[Natural-language object grounding data]
----

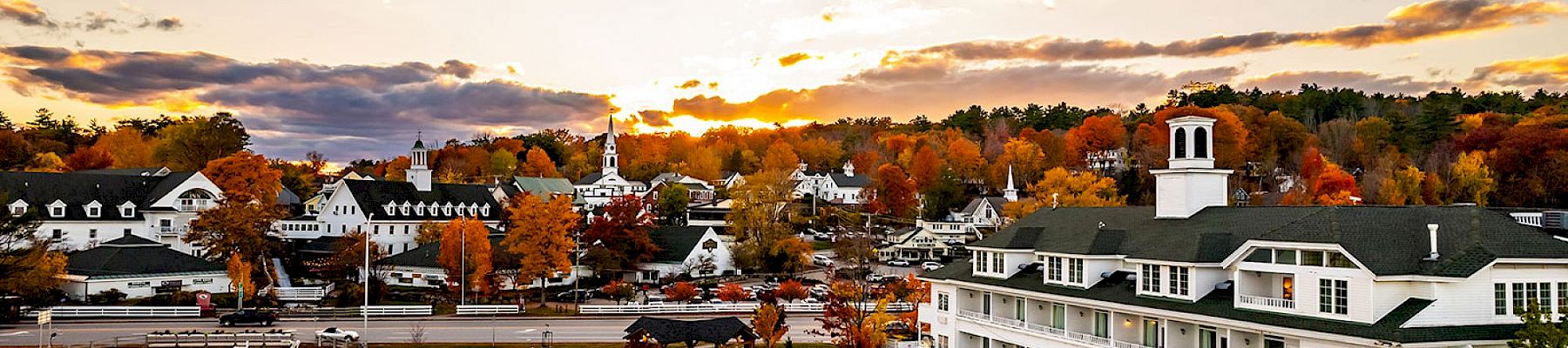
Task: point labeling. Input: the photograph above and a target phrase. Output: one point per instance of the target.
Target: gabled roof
(374, 195)
(676, 242)
(133, 256)
(1120, 289)
(678, 331)
(544, 185)
(78, 190)
(1388, 240)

----

EXERCISE REQUIREMENTS:
Please, without any pictures, retype the records exactly as they appear.

RESPONSE:
Task: point labeling. Input: the photograph above and a target phrase. Output: one point per instance of the target.
Target: gabled roof
(374, 195)
(676, 242)
(133, 256)
(1120, 289)
(678, 331)
(544, 185)
(78, 190)
(1388, 240)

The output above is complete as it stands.